* **Exercise task**
Update the part of the Euler equation operator excerpt that opens with the words "# Add to the" and closes with "simple while loop.", swapping every "new_ae_vals" for "next_ae_vals".

Here is the operator \(K\) that transforms current guess \(\sigma\) into next period guess \(K\sigma\).

In practice, it takes in

a guess of optimal consumption values \(c_{ij}\), stored as c_vals
and a corresponding set of endogenous grid points \(a^e_{ij}\), stored as ae_vals

These are converted into a consumption policy \(a \mapsto \sigma(a, z_j)\) by linear interpolation of \((a^e_{ij}, c_{ij})\) over \(i\) for each \(j\).

def K_numpy(
        c_vals: np.ndarray,   # Initial guess of σ on grid endogenous grid
        ae_vals: np.ndarray,  # Initial endogenous grid
        ifp_numpy: IFPNumPy
    ) -> np.ndarray:
    """
    The Euler equation operator for the IFP model using the
    Endogenous Grid Method.

    This operator implements one iteration of the EGM algorithm to
    update the consumption policy function.

    """
    R, β, γ, Π, z_grid, s = ifp_numpy
    n_a = len(s)
    n_z = len(z_grid)

    new_c_vals = np.zeros_like(c_vals)

    for i in range(1, n_a):  # Start from 1 for positive savings levels
        for j in range(n_z):
            # Compute Σ_z' u'(σ(R s_i + y(z'), z')) Π[z_j, z']
            expectation = 0.0
            for k in range(n_z):
                # Set up the function a -> σ(a, z_k)
                σ = lambda a: np.interp(a, ae_vals[:, k], c_vals[:, k])
                # Calculate σ(R s_i + y(z_k), z_k)
                next_c = σ(R * s[i] + y(z_grid[k]))
                # Add to the sum that forms the expectation
                expectation += u_prime(next_c, γ) * Π[j, k]
            # Calculate updated c_{ij} values
            new_c_vals[i, j] = u_prime_inv(β * R * expectation, γ)

    new_ae_vals = new_c_vals + s[:, None]

    return new_c_vals, new_ae_vals

To solve the model we use a simple while loop.

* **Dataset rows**

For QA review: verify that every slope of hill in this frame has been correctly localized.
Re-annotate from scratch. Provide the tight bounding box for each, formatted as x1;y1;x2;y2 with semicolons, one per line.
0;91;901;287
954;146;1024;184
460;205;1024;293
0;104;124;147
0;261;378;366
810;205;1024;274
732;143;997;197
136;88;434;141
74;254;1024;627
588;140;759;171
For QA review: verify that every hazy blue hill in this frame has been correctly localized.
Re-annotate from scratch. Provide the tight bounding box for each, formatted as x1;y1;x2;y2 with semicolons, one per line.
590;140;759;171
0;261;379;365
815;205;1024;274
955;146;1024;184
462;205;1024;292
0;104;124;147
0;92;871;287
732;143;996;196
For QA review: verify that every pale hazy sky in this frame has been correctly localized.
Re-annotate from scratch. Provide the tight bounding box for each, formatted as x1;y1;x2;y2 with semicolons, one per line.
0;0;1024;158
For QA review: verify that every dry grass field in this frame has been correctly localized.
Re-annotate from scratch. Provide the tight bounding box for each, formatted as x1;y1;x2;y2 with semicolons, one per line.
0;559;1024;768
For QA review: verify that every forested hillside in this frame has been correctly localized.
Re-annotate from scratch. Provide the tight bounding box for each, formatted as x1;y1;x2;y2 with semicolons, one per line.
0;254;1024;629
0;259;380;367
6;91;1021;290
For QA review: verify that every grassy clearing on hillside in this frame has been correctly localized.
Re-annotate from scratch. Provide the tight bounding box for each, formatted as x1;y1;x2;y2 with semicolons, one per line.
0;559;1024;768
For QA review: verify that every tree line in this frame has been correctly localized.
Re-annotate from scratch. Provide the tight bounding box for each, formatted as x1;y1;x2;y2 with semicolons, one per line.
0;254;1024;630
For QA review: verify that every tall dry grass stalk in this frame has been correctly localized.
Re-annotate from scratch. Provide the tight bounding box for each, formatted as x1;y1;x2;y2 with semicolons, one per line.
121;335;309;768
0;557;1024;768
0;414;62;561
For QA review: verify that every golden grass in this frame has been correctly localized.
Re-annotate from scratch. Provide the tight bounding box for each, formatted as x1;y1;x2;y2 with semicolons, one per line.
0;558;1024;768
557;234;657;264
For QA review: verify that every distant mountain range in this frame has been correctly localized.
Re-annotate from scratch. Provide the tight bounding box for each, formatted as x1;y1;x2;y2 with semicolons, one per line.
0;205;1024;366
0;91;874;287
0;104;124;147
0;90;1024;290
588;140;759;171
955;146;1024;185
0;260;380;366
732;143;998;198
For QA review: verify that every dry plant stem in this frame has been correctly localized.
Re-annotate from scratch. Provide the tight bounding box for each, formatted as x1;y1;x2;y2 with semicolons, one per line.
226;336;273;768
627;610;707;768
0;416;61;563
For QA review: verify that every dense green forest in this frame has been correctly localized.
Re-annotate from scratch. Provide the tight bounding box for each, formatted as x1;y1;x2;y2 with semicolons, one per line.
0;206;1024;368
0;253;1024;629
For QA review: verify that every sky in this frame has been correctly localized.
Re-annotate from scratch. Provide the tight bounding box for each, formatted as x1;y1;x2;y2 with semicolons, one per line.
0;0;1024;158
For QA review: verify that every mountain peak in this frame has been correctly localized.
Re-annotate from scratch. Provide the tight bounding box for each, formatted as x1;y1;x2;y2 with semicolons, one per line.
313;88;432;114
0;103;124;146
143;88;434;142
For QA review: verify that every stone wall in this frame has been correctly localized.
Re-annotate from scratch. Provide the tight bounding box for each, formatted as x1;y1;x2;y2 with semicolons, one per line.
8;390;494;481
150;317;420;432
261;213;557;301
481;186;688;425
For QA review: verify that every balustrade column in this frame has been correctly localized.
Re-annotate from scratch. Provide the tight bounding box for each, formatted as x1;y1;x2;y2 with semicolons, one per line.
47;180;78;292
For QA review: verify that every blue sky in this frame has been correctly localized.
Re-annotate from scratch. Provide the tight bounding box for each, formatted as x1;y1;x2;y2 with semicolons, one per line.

* **Output of the exercise**
# Add to the sum that forms the expectation
                expectation += u_prime(next_c, γ) * Π[j, k]
            # Calculate updated c_{ij} values
            new_c_vals[i, j] = u_prime_inv(β * R * expectation, γ)

    next_ae_vals = new_c_vals + s[:, None]

    return new_c_vals, next_ae_vals

To solve the model we use a simple while loop.